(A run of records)
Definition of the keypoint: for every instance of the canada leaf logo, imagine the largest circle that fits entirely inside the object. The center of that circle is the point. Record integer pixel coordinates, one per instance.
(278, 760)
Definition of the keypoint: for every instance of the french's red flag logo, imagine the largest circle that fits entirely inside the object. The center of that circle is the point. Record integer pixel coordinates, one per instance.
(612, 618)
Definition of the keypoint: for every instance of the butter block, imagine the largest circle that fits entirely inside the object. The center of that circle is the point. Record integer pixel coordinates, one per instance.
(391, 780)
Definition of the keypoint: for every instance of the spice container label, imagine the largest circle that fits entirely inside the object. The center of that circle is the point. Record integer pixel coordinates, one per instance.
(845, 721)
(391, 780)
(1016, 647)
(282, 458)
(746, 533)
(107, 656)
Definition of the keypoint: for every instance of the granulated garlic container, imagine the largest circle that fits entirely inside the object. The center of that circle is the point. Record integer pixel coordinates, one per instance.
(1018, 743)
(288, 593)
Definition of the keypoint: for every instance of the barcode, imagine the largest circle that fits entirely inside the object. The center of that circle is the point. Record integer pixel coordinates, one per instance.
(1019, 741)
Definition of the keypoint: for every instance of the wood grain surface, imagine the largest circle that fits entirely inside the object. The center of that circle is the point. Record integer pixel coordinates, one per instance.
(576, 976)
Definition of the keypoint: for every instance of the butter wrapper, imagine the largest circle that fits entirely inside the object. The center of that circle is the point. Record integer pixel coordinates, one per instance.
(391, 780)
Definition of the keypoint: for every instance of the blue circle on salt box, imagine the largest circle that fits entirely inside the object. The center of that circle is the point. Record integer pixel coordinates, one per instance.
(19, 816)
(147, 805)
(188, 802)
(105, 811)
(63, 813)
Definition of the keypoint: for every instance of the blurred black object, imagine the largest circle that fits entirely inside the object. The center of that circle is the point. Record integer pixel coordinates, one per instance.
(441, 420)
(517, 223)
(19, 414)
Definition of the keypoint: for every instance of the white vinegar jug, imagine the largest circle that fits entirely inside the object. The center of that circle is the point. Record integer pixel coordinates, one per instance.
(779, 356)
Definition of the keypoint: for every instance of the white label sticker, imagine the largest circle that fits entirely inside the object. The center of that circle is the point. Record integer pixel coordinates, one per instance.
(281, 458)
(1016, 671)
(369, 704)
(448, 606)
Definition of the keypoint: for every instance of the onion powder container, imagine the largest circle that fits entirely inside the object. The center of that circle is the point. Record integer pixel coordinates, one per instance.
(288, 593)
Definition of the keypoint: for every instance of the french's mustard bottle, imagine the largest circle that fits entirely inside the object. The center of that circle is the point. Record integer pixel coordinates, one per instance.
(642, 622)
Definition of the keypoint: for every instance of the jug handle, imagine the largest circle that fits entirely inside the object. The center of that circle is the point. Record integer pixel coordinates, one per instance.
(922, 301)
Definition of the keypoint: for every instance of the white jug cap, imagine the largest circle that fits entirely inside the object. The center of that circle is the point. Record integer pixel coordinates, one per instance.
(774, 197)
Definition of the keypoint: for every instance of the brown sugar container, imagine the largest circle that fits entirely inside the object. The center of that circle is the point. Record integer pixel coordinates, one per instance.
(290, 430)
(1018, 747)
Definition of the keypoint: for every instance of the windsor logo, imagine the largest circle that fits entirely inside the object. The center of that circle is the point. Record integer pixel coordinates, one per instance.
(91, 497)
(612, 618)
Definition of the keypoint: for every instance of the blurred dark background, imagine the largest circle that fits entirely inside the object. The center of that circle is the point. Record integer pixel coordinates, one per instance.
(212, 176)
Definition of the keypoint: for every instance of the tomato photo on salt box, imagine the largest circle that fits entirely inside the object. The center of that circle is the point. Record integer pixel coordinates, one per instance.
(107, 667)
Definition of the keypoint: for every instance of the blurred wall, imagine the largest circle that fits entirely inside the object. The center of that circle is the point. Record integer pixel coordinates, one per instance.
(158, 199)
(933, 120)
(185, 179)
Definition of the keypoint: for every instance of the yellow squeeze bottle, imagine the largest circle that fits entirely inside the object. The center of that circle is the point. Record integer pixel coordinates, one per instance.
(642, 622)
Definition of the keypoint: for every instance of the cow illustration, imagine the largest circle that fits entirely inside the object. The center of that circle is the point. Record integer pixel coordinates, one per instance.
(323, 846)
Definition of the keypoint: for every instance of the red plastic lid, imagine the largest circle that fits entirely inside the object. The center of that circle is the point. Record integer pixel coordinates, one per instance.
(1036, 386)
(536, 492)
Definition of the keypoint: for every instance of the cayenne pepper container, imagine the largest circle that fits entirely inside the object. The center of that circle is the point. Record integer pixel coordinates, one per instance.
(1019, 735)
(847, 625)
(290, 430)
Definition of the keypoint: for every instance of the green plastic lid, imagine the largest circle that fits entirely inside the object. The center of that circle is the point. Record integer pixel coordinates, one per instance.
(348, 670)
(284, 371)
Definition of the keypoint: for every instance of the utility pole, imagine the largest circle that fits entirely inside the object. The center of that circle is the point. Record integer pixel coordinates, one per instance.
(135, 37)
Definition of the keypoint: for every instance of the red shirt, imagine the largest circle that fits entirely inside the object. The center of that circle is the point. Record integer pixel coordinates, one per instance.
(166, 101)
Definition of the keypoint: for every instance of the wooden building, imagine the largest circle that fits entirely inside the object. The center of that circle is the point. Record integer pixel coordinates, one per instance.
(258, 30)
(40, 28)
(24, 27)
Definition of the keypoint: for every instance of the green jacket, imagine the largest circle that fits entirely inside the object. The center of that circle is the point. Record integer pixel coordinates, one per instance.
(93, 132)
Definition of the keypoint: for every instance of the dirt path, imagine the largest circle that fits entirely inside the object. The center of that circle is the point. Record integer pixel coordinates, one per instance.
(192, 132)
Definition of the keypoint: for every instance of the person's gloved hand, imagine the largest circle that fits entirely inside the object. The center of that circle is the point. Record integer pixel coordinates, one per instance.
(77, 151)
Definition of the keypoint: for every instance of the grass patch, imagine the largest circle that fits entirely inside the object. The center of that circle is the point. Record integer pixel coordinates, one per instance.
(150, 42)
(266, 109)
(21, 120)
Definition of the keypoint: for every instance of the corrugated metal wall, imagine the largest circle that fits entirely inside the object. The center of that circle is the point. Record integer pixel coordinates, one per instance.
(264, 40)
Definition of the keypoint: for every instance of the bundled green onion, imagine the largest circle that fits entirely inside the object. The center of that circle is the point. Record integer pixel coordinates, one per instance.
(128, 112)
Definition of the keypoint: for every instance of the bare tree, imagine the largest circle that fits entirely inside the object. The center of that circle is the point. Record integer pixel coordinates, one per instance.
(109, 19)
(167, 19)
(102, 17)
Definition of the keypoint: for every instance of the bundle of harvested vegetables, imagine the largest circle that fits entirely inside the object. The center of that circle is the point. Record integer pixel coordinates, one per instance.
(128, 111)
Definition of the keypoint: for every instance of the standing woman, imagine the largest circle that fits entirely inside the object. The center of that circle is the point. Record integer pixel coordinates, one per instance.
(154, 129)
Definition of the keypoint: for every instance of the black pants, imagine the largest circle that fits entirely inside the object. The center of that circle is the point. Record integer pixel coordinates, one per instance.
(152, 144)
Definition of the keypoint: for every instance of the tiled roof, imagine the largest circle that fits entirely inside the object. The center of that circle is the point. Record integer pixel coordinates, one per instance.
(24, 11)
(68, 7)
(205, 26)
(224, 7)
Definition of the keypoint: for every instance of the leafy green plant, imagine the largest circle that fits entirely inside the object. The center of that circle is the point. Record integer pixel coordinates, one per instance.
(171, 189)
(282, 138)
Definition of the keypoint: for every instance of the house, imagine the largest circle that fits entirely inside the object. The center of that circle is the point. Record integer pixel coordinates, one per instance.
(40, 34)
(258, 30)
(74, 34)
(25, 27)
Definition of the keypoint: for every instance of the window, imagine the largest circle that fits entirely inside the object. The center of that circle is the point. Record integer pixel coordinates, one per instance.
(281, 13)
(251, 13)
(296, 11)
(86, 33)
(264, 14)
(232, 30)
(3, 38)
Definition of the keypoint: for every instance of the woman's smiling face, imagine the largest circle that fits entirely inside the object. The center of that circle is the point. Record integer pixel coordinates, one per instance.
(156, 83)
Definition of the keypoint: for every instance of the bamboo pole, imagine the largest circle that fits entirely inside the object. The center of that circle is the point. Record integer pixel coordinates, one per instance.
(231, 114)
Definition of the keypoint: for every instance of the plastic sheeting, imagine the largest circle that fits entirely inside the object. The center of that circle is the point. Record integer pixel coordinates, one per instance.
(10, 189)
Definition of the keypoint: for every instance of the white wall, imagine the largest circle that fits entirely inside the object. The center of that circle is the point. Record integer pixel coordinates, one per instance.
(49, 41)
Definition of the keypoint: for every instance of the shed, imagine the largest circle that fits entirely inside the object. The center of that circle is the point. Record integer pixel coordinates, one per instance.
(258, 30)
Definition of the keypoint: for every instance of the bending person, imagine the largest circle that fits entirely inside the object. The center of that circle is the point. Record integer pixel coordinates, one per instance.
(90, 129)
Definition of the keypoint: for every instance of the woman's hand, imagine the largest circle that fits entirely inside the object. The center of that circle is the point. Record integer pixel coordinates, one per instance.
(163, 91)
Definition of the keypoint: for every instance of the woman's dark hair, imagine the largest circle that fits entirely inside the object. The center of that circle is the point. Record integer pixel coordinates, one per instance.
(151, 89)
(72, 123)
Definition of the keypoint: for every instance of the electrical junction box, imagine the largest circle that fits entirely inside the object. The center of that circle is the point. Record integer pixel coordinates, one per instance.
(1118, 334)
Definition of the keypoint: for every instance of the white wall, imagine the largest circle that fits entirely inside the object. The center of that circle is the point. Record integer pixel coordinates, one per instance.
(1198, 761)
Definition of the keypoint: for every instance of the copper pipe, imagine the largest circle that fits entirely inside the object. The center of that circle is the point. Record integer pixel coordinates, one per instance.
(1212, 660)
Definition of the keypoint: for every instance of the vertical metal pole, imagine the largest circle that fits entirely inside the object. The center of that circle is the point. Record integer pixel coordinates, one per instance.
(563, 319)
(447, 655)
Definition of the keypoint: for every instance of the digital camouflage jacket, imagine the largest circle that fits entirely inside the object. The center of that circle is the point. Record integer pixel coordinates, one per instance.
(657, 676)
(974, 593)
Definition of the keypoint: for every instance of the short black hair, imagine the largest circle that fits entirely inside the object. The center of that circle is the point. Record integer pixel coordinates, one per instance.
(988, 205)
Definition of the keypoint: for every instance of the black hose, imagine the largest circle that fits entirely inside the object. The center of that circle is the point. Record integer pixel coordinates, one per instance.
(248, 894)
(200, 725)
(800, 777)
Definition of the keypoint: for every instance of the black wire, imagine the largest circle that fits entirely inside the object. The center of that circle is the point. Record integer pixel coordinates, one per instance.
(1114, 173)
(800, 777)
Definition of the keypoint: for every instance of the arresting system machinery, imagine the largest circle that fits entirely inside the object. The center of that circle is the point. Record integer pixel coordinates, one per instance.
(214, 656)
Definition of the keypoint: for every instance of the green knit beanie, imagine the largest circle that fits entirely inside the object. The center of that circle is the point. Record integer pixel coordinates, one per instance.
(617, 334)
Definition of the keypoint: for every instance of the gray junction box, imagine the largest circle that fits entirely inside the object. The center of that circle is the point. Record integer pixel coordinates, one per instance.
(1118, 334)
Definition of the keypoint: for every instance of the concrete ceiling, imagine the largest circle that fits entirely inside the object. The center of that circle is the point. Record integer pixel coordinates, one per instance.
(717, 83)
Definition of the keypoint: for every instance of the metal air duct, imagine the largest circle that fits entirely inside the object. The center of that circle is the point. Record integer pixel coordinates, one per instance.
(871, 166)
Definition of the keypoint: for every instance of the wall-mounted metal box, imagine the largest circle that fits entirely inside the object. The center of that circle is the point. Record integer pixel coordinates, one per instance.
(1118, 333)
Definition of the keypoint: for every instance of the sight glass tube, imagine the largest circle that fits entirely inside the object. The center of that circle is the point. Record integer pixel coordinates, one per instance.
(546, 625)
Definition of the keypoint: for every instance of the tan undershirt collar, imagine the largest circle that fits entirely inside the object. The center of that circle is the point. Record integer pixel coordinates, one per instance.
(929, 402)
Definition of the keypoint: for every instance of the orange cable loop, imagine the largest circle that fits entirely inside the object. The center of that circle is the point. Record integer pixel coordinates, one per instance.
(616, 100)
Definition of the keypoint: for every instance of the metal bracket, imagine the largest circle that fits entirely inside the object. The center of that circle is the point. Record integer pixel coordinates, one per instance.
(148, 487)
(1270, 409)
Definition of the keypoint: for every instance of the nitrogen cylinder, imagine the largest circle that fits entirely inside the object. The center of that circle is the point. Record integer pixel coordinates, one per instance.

→ THE PROBLEM
Update the stretch from the line containing "Definition of the keypoint: for every instance of the granulated" through the line containing "(1018, 743)" by swapping "granulated garlic" for "minced garlic". Keep everything else in those lines the same.

→ ANSWER TO THE TASK
Definition of the keypoint: for every instance of the minced garlic container, imagine the largest circle that fits entirely inside the object. The center of that circle is the point. Record integer pixel coordinates, one per instance.
(1018, 743)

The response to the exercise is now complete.